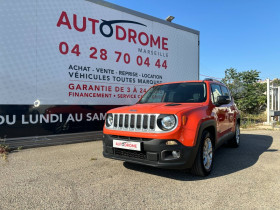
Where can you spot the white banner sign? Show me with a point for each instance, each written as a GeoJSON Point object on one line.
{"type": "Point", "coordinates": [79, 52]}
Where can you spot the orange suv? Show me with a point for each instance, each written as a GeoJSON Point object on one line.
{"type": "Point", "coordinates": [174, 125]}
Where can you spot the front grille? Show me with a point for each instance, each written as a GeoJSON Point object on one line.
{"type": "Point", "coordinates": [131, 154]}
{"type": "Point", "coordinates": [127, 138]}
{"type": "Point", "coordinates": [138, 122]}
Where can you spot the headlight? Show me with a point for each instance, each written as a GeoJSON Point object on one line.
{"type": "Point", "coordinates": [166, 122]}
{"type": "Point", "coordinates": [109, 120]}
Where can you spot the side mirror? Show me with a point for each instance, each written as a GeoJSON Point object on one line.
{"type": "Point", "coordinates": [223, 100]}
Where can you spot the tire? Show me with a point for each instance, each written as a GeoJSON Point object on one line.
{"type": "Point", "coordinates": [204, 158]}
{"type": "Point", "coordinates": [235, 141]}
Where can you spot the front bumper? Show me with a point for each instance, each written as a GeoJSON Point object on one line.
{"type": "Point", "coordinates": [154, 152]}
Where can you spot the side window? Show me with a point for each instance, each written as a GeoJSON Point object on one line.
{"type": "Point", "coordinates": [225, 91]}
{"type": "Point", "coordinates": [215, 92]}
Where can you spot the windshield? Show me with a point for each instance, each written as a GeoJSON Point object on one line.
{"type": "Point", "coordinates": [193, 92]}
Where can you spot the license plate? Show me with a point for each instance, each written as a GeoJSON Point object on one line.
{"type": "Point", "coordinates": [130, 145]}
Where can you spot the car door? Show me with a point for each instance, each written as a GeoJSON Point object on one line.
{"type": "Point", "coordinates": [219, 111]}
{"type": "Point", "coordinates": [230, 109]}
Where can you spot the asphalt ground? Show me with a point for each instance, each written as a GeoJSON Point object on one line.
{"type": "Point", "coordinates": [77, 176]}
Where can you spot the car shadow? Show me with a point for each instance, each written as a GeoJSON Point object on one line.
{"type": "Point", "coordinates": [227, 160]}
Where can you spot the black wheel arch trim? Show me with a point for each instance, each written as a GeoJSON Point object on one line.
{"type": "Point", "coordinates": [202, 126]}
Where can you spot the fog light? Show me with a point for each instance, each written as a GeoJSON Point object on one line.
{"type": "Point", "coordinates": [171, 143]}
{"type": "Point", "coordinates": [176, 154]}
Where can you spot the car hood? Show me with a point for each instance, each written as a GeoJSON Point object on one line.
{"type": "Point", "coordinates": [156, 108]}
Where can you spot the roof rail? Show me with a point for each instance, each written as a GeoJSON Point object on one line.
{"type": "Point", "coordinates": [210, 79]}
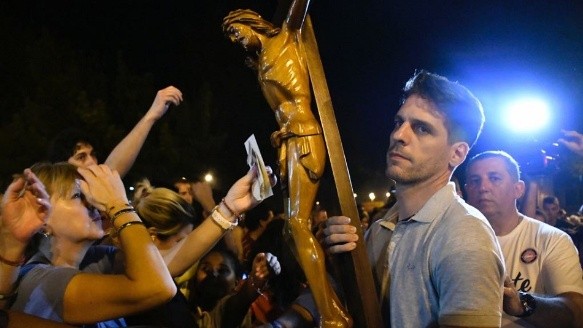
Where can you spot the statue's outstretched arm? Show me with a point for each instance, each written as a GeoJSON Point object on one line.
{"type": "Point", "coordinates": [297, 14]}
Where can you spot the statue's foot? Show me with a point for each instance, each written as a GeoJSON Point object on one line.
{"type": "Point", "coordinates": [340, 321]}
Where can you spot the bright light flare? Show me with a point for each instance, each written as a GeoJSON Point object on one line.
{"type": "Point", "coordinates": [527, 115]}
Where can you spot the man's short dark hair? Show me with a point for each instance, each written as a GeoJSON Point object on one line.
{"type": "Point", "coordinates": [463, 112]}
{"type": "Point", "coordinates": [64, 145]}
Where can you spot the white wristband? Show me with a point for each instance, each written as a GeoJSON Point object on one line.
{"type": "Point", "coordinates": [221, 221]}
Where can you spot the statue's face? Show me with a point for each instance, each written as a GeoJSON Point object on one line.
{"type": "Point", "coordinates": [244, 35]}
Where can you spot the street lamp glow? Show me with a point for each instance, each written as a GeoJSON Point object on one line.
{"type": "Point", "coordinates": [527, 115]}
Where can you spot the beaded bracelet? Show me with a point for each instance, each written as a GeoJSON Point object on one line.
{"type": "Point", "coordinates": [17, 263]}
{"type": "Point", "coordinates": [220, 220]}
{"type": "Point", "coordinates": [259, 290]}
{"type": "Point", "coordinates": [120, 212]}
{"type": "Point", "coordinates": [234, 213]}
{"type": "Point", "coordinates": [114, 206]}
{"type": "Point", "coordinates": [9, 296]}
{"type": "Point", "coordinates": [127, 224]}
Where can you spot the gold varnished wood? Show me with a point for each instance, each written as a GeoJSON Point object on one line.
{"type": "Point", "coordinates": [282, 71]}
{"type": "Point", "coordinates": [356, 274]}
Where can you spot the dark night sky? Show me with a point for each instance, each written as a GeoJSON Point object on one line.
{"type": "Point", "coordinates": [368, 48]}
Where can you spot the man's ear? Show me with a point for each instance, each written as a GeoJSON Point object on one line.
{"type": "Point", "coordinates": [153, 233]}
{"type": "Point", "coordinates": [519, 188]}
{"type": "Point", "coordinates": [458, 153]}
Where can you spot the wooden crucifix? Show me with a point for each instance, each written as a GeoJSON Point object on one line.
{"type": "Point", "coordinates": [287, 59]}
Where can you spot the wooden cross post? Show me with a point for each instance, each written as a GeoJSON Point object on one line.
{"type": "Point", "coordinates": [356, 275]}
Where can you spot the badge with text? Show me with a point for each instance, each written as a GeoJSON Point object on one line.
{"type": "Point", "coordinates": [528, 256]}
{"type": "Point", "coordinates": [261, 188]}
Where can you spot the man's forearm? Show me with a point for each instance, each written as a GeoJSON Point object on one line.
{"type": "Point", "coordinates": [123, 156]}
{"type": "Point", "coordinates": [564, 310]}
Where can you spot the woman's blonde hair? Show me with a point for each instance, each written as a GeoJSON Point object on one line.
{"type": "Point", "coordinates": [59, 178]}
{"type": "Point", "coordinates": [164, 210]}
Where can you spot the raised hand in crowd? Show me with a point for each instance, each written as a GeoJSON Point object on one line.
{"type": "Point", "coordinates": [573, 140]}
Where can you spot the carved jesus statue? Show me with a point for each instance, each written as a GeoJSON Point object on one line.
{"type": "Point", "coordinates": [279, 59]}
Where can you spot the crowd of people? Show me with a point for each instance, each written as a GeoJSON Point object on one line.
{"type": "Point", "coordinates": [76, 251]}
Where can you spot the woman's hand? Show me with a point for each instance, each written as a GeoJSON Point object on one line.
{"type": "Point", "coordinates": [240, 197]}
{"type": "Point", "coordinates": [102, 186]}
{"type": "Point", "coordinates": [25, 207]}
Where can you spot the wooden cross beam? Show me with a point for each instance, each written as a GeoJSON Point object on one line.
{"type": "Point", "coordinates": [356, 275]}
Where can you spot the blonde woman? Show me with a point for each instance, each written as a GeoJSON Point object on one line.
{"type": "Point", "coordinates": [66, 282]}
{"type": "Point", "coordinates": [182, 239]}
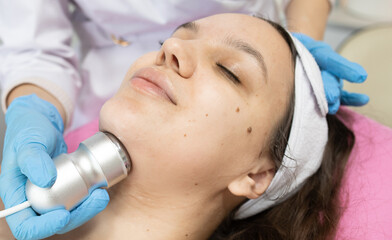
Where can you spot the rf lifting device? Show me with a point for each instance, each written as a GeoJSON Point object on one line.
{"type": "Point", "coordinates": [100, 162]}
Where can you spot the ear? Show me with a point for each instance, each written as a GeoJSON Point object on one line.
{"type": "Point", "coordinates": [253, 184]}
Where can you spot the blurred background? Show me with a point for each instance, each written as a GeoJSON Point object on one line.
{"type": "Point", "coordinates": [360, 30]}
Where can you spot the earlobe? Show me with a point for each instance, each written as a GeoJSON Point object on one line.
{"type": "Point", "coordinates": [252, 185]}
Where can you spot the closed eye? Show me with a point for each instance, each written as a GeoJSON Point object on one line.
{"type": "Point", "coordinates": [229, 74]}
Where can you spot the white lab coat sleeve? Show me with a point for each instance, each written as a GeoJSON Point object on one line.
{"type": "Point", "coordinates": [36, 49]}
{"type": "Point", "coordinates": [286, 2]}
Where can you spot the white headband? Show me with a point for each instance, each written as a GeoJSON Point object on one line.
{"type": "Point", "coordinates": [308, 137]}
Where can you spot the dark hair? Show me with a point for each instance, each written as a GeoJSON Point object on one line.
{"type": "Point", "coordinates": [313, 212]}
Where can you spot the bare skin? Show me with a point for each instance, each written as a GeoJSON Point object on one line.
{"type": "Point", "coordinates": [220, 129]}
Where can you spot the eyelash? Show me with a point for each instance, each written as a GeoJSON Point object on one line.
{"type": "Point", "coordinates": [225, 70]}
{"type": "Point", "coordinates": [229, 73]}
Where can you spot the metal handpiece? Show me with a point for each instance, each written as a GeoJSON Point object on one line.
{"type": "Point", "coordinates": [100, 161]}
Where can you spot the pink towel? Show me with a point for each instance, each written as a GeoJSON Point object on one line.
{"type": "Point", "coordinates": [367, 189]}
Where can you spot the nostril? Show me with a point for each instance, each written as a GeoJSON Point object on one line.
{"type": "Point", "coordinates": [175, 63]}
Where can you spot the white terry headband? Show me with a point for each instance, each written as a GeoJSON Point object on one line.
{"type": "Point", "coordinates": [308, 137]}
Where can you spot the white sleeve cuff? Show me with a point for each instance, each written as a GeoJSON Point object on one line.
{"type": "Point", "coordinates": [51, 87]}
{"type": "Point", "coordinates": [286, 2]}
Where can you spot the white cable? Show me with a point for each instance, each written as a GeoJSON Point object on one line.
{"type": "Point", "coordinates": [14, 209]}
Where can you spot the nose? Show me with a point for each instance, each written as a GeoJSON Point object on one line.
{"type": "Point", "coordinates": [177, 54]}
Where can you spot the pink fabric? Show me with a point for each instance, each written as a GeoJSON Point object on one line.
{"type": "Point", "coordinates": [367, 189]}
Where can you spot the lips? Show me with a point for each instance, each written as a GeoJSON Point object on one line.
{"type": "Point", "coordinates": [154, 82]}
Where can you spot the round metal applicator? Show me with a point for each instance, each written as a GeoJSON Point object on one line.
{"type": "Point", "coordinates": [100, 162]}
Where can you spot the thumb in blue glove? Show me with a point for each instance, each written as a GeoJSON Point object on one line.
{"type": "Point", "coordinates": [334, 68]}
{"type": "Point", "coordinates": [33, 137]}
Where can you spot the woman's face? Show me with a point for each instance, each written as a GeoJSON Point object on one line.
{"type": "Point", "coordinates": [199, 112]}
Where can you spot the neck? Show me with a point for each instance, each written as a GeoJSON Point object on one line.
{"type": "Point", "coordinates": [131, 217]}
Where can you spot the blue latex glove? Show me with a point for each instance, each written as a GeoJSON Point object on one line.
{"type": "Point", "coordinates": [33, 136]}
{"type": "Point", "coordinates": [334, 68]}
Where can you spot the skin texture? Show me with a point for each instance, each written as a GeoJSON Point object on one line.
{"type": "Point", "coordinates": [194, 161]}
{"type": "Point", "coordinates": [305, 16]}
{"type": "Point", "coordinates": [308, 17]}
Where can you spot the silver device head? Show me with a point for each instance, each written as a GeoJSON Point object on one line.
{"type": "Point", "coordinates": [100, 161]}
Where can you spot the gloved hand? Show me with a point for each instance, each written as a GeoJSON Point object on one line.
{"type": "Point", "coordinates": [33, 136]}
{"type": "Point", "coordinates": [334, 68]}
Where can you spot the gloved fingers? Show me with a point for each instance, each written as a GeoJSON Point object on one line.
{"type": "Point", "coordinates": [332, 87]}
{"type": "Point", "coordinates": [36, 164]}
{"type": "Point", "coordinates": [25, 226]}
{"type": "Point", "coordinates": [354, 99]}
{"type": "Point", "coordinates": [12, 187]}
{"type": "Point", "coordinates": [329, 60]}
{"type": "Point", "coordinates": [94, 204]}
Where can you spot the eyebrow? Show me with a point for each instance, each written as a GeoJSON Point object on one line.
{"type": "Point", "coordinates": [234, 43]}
--------------------
Stated problem
From the "Where can you spot the gloved fingers?" line to the close of the listing, restate each line word for word.

Complete output
Where can you spot the gloved fingers? Show me with a point for each instance, each written as a GeoJSON Point object on one line.
{"type": "Point", "coordinates": [332, 87]}
{"type": "Point", "coordinates": [36, 164]}
{"type": "Point", "coordinates": [25, 226]}
{"type": "Point", "coordinates": [354, 99]}
{"type": "Point", "coordinates": [12, 187]}
{"type": "Point", "coordinates": [329, 60]}
{"type": "Point", "coordinates": [94, 204]}
Where can you spot the eyebrow? Show me with a point for each instance, each written as a GeoJSON Point object on one line.
{"type": "Point", "coordinates": [234, 43]}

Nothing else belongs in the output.